§ **DIRECTIVE A**:
In the records, render as a JSON list of strings, one string per line and with blank lines omitted, the lines beginning with the one that contains "Expected: for each instance of the black" and continuing through the one that contains "x=196 y=139", both included.

**** SOURCE

Friday, August 05, 2011

Carbon scheme is doomed to fail

Gary Johns

POLITICIANS never admit they do not have a solution to a problem. Call it "yes we can!" syndrome. As a consequence, some have vowed to decarbonise their economies to save the environment from climate change.

The Czech Republic president Vaclav Klaus reminded the audience at a luncheon this week of the boast of former communist rulers of Czechoslovakia, "we control the wind and the rain!" Such hubris is alive and well.

Those nations headed down the carbon abatement path have asked economists to seek the most cost-effective means of doing so. The predictable answer was to price emissions. The trouble is it cannot succeed. A paper by David Campbell and others, After Copenhagen: The Impossibility of Carbon Trading, tells why.

The Kyoto Protocol carbon trading scheme has failed because while there may be a loose cap on emissions for developed countries, without a cap on all other countries the trade between the two is uncapped, so there is no overall emissions reduction. To illustrate, at the end of the Kyoto's first commitment period 2012, the increase in China's emissions will be in the order of 1000 per cent of the total reductions the developed countries were to make under Kyoto.

Further, the promises made after Copenhagen have no legal basis and refer to reductions in carbon intensity, which almost certainly will mean growth in absolute emissions. Any promises made are less credible than Kyoto itself, which was not credible. Pray tell us then, Prime Minister, what is the point of your carbon tax?

Forget about whether Australia is at the head of the pack on carbon pricing, it is, in fact, at the back end of a failed abatement experiment. And neither Australia's physical contribution to carbon abatement nor its "moral leadership" can help. China, India, Brazil and myriad others need to raise the standard of living of their people or risk political instability. (War and insurrection can damage the environment too.) So these countries will never agree to carbon reductions sufficient to allow the world to stay within the 2C limit we are told is essential. They have each given economic development explicit priority over reduction of emissions.

Speculation the Chinese will pursue a 40 per cent reduction by 2020 and commence an emissions trading scheme is about as credible, and indeed would be as destructive, as any of Chairman Mao's five-year plans. Consider these numbers. In 2006, China had 350 gigawatts of coal-fired power generation capacity. It plans to install an additional 600 gigawatts (plus transmission and distribution systems) by 2030. To put this into context, in 2008, the entire coal-fired power generation capacity of the US was 313 gigawatts (31 per cent of total US power generation capacity). By 2030 China plans to install additional coal-fired power generation capacity equal to almost 200 per cent of existing US capacity.

********

§ **DIRECTIVE B**:
Answer these questions from the carbon scheme article:
(i) How many gigawatts of coal-fired power generation capacity did China have in 2006?
(ii) Who reminded a luncheon audience of a boast by the former communist rulers of Czechoslovakia?
(iii) What is the title of the paper by David Campbell and others?

**** DATA FOR THIS EXERCISE

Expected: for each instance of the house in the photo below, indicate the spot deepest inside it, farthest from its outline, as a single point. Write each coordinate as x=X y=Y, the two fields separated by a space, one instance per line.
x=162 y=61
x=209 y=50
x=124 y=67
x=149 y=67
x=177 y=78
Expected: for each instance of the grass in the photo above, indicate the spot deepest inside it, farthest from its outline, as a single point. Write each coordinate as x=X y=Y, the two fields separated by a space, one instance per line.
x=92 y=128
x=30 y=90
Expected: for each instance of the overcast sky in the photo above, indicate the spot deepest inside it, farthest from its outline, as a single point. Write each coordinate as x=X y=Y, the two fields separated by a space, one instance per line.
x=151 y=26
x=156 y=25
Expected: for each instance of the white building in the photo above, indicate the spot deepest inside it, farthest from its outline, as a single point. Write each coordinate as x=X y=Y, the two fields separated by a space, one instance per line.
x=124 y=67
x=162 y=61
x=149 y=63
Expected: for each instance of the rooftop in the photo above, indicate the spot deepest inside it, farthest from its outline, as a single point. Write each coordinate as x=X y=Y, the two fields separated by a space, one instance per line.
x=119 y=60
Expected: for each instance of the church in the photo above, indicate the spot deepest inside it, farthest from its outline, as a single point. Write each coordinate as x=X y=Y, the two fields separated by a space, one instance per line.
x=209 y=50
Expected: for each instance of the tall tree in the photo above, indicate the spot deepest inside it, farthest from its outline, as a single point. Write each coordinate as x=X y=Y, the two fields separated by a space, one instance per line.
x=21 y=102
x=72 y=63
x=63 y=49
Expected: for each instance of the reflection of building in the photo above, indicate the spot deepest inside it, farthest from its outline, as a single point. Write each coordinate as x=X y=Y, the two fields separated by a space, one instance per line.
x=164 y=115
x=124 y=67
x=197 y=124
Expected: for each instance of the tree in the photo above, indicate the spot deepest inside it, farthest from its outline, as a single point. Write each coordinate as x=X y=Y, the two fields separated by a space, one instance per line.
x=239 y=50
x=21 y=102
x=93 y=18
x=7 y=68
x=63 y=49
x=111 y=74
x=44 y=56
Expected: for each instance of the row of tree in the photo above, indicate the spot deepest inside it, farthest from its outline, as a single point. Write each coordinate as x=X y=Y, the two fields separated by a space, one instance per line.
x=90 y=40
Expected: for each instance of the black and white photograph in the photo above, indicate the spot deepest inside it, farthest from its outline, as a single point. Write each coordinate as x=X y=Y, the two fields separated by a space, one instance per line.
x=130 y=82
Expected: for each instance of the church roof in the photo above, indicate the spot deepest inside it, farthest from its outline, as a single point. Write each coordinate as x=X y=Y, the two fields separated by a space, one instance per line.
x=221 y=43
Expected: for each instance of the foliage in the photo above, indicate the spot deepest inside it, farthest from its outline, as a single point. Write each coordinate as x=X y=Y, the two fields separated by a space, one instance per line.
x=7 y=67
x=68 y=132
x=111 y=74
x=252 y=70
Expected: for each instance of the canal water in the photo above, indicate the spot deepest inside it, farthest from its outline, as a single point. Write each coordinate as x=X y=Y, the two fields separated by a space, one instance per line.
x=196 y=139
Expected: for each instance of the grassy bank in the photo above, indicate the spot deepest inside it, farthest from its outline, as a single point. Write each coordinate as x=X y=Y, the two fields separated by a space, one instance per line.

********

§ **CORRECT ANSWER A**:
[
  "Expected: for each instance of the black and white photograph in the photo above, indicate the spot deepest inside it, farthest from its outline, as a single point. Write each coordinate as x=X y=Y, the two fields separated by a space, one instance per line.",
  "x=130 y=82",
  "Expected: for each instance of the church roof in the photo above, indicate the spot deepest inside it, farthest from its outline, as a single point. Write each coordinate as x=X y=Y, the two fields separated by a space, one instance per line.",
  "x=221 y=43",
  "Expected: for each instance of the foliage in the photo above, indicate the spot deepest inside it, farthest from its outline, as a single point. Write each coordinate as x=X y=Y, the two fields separated by a space, one instance per line.",
  "x=7 y=67",
  "x=68 y=132",
  "x=111 y=74",
  "x=252 y=70",
  "Expected: for each instance of the canal water in the photo above, indicate the spot deepest inside it, farthest from its outline, as a single point. Write each coordinate as x=X y=Y, the two fields separated by a space, one instance per line.",
  "x=196 y=139"
]

§ **CORRECT ANSWER B**:
(i) 350 gigawatts.
(ii) Vaclav Klaus, the Czech Republic president.
(iii) After Copenhagen: The Impossibility of Carbon Trading.